** BEGIN **
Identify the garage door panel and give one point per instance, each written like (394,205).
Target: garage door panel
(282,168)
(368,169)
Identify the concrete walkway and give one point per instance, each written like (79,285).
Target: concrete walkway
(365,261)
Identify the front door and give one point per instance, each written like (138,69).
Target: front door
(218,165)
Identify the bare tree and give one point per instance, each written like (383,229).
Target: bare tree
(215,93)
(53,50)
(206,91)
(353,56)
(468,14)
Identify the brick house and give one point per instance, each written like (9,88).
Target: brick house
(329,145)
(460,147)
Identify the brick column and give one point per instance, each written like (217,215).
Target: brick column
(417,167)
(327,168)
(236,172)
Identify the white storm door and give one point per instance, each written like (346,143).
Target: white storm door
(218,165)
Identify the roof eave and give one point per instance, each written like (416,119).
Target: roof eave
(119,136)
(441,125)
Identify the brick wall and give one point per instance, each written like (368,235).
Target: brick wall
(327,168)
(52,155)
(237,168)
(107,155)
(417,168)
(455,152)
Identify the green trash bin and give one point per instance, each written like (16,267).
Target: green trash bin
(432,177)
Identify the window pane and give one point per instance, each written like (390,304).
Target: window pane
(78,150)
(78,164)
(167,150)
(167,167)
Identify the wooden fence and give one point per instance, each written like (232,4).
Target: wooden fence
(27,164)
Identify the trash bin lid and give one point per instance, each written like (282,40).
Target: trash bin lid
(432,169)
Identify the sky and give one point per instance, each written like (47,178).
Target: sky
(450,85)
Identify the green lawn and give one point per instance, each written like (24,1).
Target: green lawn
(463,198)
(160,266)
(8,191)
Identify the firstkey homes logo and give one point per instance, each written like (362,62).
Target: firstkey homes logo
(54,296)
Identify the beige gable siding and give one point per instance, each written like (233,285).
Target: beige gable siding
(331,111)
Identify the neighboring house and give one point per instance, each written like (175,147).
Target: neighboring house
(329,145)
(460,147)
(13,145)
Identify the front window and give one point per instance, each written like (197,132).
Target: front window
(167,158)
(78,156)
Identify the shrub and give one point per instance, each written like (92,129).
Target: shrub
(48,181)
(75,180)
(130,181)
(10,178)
** END **
» **Exercise**
Return every line from the one holding "Identify the beige" through the end of the data, exactly as it appears, with both ends kept and nothing else.

» **Exercise solution**
Identify the beige gable siding and give one point per instance, each written like (233,285).
Target: beige gable siding
(331,111)
Identify the neighboring house and give one point per instance, each written like (175,147).
Target: neighboring house
(329,145)
(460,147)
(13,145)
Identify the front window and give one point per instance, each written like (197,132).
Target: front window
(167,158)
(78,156)
Identify the shrub and give one point per instance, each written like (92,129).
Target: shrub
(48,181)
(75,180)
(130,181)
(10,178)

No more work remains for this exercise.